### Instructions to follow
Pull every line from the rows below and reproduce each one verbatim, keeping the original order.

[Data to process start]

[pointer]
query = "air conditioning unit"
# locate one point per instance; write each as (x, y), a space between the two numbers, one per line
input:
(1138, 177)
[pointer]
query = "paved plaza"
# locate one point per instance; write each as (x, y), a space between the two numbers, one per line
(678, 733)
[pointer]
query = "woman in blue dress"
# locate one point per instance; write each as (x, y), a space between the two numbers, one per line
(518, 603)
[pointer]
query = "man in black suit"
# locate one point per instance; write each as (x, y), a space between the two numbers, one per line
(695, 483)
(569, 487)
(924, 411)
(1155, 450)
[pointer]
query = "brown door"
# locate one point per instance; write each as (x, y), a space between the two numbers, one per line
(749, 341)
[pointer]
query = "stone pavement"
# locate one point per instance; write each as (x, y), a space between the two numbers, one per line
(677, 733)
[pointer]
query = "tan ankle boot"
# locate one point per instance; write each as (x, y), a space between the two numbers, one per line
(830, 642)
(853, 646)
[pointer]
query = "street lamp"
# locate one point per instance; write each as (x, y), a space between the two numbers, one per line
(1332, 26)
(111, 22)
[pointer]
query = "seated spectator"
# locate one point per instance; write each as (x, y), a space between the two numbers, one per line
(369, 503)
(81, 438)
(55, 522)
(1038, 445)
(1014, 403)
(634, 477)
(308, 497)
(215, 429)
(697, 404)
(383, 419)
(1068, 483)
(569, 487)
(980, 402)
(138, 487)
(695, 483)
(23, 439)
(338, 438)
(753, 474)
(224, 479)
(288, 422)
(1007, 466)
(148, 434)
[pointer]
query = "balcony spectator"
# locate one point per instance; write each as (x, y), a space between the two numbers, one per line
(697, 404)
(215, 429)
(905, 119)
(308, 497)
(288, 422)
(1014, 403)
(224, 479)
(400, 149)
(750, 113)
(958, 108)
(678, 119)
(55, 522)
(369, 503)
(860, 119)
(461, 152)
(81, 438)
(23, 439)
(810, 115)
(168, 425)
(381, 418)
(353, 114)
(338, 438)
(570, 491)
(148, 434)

[Data to process end]

### Expected answer
[pointer]
query = "air conditioning unit"
# locate one point per instance; write each as (x, y), a space between the two numbers, one per line
input:
(1138, 177)
[pointer]
query = "paved plaza"
# locate one point per instance; write each as (x, y), a space between the two numbers, one per line
(678, 733)
[pointer]
query = "woman in blue dress"
# locate one point per instance; write each as (x, y), a space between the two numbers, one per line
(518, 603)
[pointer]
query = "man in black suit"
# locate one point per instance; write each as (x, y), a space between the two numbers, one per line
(695, 483)
(569, 487)
(924, 411)
(1155, 450)
[pointer]
query = "brown door"
# locate one point per instance; write each as (x, y), a space between the two numbers, one per line
(749, 341)
[pointer]
query = "stone pavement"
# locate one point per instance; write each as (x, y), a space between the two numbers, one per line
(677, 733)
[pointer]
query = "tan ankle boot"
# locate one point per instance; write each as (x, y), a space between the two numbers, one per line
(830, 642)
(853, 646)
[pointer]
query = "street lamp"
# locate one point per instance; write each as (x, y), a space between the two numbers, one per line
(1332, 26)
(111, 22)
[pointer]
query = "seated spectator"
# locate one point per instance; write each as (x, y), a space between the two numbers, one per line
(369, 503)
(81, 438)
(55, 522)
(1038, 445)
(1014, 403)
(634, 477)
(308, 497)
(215, 429)
(697, 404)
(383, 419)
(1068, 483)
(569, 487)
(980, 402)
(138, 487)
(695, 483)
(23, 439)
(338, 438)
(753, 474)
(224, 479)
(288, 422)
(1007, 466)
(148, 434)
[pointer]
query = "balcony spectator"
# locate one point per instance; write each as (x, y), a space between the two numbers, one per line
(697, 404)
(215, 429)
(905, 119)
(308, 497)
(288, 422)
(1014, 403)
(224, 479)
(400, 149)
(750, 113)
(958, 108)
(678, 119)
(55, 522)
(369, 503)
(860, 119)
(461, 152)
(81, 438)
(23, 439)
(810, 115)
(168, 425)
(381, 418)
(353, 114)
(338, 438)
(570, 491)
(148, 434)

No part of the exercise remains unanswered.